▶ [REQUIREMENT]:
Reproduce word for word everything from "A single call" down to "type of interpretation." in the GOOL Interpreter text below.

GOOL Interpreter

In the Crash games, the GOOL Interpreter is responsible for interpreting an object's executable bytecode. This bytecode instructs the interpreter to perform a specific sequence of operations that can conditionally or unconditionally alter specific characteristics of the object (ex. appearance, location, status, etc.), and should ultimately render the object according to its changing characteristics. As a result, the player observes a lively, animated, and interactive enemy, box, collectible item, or whatever other kind of in-game object it may be.

Interpretation

A single interpretation of an object's bytecode consists of the following steps:

1. Fetch the instruction at the object's program counter location
   • Read the instruction at the object's program counter location
   • Point the object's program counter to the location of the following instruction
2. Perform the operation specified by the fetched instruction
3. Continue repeating steps 1 and 2 until a suspending instruction is fetched

(A suspending instruction is typically either a RET, which marks the end of a block, or ANIF/ANIS, which change the object's current frame of animation.)

A single call to the GOOL interpreter routine with some desired object as its first argument results in a single interpretation of that object's bytecode. The GOOL bytecode interpreter routine expects an object that provides the following information:

• The location in its bytecode at which the interpreter shall begin its interpretation = object's program counter
• The location in its memory of a stack frame created for the interpretation = object's frame pointer
• The location in its memory at which the interpreter shall begin pushing the results of/popping the operands for interpreted instructions = object's stack pointer

Prior to an interpretation, each of these fields (program counter, frame pointer, stack pointer) is modified according to the object's current state [descriptor] and the type of interpretation.

Types of interpretation

Many separate interpretations of an object's bytecode can occur within a single frame. The GOOL interpreter routine can be called with the same object from up to 7 distinct locations in a single iteration of the game loop. Each of the 7 calls to the interpreter routine with that object, and thus the ensuing interpretations of its bytecode, occurs under a separate condition. The 7 interpretations are identified based on the conditions under which they occur, and are as follows:

• One that occurs at a specified rate, i.e. after a specific amount of time has elapsed since its previous occurrence. (Code Block interpretation)
• One that [always] occurs [for each frame]. (Trans Block interpretation)
• One that occurs whenever the object is sent an event and its current state specifies the location of an event service routine. (Event Block interpretation)

▶ [DATA PROVIDED]:
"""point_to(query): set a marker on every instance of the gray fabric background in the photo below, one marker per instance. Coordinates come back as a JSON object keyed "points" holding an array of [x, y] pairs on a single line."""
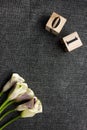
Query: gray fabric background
{"points": [[58, 78]]}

▶ [WRITTEN ANSWER]:
A single call to the GOOL interpreter routine with some desired object as its first argument results in a single interpretation of that object's bytecode. The GOOL bytecode interpreter routine expects an object that provides the following information:

• The location in its bytecode at which the interpreter shall begin its interpretation = object's program counter
• The location in its memory of a stack frame created for the interpretation = object's frame pointer
• The location in its memory at which the interpreter shall begin pushing the results of/popping the operands for interpreted instructions = object's stack pointer

Prior to an interpretation, each of these fields (program counter, frame pointer, stack pointer) is modified according to the object's current state [descriptor] and the type of interpretation.